Alors au moins les acteurs font le job, et font bizarrement presque passer la pilule. On s'est beaucoup moqué du jeu à fleur de peau de Claire Danes, de son chialage de la semaine, et je la trouve moi aussi à la limite du surjeu mais finalement son personnage est attach(i)ante. Au moins, elle existe, et en prend plein la gueule. Lewis fait le job, comme il sait toujours bien le faire, mais sa droiture et sa raideur font qu'on a toujours un peu du mal à voir autre chose qu'un militaire tout juste bon à recevoir des ordres. Et puis il y a Mandy Patinkin, qui tire admirablement son épingle du jeu, grâce au meilleur personnage de la série, en tout cas celui qui lui donne ses rares moments de subtilité, de distance, de recul (il a en tout cas les meilleurs dialogues et de loin), et qui la sauve du désastre.

* [Objectif] Dans la critique de la série, remplacez « surjeu » par « cabotinage » et redonnez le passage allant de « Alors au moins » jusqu'à « sauve du désastre. ». Les lignes ci-après proviennent d'une autre source.

* [Données fournies]
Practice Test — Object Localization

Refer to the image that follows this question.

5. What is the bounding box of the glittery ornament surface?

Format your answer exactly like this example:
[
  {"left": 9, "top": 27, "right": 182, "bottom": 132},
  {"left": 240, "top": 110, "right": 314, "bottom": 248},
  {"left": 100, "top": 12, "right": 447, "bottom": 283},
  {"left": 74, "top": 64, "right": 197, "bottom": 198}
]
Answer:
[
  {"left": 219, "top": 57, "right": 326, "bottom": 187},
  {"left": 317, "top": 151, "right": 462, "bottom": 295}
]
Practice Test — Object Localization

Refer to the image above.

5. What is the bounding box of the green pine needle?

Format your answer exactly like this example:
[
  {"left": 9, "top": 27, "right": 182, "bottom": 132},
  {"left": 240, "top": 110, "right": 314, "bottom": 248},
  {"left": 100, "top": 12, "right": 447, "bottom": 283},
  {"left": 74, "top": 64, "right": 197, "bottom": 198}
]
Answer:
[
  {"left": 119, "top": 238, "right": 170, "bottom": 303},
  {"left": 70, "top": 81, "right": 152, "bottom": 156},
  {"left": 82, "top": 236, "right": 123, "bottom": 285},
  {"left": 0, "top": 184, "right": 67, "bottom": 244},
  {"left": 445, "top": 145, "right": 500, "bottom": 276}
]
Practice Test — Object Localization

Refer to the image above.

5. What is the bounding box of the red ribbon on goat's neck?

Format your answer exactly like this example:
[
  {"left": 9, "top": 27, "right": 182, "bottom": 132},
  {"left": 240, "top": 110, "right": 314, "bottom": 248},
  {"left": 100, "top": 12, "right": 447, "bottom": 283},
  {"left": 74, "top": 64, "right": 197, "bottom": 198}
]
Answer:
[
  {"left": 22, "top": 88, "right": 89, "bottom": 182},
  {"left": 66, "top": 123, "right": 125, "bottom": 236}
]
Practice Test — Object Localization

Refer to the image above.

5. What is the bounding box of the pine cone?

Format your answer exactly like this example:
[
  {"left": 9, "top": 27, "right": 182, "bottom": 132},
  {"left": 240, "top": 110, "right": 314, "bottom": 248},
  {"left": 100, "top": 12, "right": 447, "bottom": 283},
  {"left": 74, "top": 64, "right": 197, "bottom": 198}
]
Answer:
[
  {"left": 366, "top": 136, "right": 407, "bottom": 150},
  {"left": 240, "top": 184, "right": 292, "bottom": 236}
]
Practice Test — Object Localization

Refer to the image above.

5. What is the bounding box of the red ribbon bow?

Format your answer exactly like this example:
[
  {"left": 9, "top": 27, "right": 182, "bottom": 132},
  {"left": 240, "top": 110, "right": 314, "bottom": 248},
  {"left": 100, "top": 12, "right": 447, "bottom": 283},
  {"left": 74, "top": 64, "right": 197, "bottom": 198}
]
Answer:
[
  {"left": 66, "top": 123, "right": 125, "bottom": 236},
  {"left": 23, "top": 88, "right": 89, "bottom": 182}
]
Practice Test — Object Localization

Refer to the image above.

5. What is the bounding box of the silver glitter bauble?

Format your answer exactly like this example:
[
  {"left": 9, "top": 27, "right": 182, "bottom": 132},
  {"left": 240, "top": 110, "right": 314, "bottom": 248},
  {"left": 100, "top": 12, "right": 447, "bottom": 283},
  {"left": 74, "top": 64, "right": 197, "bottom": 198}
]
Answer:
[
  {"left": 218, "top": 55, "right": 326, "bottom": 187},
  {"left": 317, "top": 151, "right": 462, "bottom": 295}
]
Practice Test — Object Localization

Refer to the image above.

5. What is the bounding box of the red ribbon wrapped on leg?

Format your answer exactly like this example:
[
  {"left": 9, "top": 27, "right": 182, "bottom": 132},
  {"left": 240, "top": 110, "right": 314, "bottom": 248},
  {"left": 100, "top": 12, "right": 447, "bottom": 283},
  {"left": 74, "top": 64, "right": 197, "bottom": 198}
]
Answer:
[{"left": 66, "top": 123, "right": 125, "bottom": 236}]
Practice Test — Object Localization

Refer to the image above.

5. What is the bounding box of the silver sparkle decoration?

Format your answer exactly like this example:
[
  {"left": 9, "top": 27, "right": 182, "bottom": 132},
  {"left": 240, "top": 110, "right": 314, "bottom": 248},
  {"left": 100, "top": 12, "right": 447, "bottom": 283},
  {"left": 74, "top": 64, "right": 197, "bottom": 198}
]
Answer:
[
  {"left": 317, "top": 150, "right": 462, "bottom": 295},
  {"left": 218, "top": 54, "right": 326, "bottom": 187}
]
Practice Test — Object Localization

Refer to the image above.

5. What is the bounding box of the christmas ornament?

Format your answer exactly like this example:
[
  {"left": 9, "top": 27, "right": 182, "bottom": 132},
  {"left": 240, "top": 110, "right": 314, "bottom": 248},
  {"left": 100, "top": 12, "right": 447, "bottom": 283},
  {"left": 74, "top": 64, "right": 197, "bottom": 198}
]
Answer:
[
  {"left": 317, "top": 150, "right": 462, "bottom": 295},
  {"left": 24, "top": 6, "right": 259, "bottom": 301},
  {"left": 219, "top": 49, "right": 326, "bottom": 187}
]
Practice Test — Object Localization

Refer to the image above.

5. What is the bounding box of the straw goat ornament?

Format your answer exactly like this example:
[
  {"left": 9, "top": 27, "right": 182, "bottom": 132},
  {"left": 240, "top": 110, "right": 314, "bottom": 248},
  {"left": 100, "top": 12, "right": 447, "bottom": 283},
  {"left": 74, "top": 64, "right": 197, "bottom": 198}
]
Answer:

* [Réponse]
Alors au moins les acteurs font le job, et font bizarrement presque passer la pilule. On s'est beaucoup moqué du jeu à fleur de peau de Claire Danes, de son chialage de la semaine, et je la trouve moi aussi à la limite du cabotinage mais finalement son personnage est attach(i)ante. Au moins, elle existe, et en prend plein la gueule. Lewis fait le job, comme il sait toujours bien le faire, mais sa droiture et sa raideur font qu'on a toujours un peu du mal à voir autre chose qu'un militaire tout juste bon à recevoir des ordres. Et puis il y a Mandy Patinkin, qui tire admirablement son épingle du jeu, grâce au meilleur personnage de la série, en tout cas celui qui lui donne ses rares moments de subtilité, de distance, de recul (il a en tout cas les meilleurs dialogues et de loin), et qui la sauve du désastre.